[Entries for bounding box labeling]

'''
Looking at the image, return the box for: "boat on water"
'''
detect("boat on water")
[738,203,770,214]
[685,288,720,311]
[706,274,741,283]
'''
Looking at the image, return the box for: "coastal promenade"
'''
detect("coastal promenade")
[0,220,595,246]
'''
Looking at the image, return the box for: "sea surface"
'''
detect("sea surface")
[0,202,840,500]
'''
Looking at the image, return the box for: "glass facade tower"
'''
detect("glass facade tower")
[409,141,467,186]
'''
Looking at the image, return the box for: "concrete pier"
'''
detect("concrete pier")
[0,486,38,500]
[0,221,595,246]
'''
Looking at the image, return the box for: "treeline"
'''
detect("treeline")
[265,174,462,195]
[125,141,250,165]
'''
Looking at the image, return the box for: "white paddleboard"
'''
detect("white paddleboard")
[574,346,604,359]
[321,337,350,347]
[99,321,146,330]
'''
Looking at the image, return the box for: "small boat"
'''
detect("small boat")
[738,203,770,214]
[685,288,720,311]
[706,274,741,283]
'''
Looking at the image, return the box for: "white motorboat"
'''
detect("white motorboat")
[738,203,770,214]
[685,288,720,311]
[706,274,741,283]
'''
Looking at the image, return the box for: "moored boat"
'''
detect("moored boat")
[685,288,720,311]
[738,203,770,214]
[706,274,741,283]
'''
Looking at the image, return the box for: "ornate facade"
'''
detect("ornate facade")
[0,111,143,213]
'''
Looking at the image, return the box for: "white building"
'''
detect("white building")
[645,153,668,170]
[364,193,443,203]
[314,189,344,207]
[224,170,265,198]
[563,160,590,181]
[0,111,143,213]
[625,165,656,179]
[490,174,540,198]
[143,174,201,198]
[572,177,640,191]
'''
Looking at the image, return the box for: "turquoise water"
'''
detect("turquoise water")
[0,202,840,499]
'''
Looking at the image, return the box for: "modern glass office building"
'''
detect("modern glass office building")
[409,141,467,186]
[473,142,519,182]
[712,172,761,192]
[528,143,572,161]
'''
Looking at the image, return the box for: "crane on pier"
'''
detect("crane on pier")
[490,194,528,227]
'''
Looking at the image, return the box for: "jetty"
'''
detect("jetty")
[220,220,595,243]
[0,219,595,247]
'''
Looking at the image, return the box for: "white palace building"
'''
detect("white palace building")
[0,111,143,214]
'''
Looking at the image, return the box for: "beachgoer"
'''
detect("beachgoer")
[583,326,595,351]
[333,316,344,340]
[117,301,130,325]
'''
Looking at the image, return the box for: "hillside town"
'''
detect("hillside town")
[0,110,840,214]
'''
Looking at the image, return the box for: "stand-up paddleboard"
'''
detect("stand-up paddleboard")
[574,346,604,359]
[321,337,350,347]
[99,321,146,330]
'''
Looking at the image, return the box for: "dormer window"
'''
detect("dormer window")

---

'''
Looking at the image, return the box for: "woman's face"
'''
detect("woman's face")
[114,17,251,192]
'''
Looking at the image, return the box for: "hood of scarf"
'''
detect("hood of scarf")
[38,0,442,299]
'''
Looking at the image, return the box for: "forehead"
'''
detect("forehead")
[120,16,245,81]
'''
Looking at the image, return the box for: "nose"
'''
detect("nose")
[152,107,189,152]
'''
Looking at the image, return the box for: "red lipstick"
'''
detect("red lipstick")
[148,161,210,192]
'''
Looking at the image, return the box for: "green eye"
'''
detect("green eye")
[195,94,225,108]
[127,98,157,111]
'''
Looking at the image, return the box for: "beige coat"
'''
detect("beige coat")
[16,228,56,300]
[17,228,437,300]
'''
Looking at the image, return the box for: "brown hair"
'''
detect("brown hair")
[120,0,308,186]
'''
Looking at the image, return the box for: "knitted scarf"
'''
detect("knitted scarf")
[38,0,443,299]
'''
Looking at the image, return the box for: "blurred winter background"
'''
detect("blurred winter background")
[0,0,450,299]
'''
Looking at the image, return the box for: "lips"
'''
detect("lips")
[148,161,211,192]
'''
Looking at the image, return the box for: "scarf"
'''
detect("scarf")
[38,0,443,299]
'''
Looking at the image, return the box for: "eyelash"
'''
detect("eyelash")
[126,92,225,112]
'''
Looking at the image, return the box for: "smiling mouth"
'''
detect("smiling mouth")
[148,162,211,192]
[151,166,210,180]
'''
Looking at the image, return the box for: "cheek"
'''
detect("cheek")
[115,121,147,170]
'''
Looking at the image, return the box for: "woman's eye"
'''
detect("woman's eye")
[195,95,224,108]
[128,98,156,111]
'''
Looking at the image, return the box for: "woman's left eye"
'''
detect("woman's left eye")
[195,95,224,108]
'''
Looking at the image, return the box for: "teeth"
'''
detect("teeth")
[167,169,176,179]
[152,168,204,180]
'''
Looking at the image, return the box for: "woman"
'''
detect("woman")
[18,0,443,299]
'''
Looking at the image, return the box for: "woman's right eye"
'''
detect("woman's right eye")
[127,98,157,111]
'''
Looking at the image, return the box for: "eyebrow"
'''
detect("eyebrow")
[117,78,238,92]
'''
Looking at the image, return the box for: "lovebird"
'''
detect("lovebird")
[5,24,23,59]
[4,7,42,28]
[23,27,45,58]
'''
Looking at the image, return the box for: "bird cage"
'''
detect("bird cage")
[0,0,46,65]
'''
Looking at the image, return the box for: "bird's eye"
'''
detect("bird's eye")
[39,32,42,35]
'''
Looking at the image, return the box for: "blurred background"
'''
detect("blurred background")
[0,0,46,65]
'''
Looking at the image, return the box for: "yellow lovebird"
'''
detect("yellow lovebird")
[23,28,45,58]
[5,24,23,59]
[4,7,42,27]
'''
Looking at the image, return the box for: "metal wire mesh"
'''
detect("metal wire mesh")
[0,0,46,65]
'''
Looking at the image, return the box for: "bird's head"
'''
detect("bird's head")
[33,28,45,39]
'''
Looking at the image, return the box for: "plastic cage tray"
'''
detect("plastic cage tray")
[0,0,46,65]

What you will do:
Please select every line of the material above that contains the string "palace". Case matters.

Result of the task:
Looking at the image, return the box for: "white palace building"
detect("white palace building")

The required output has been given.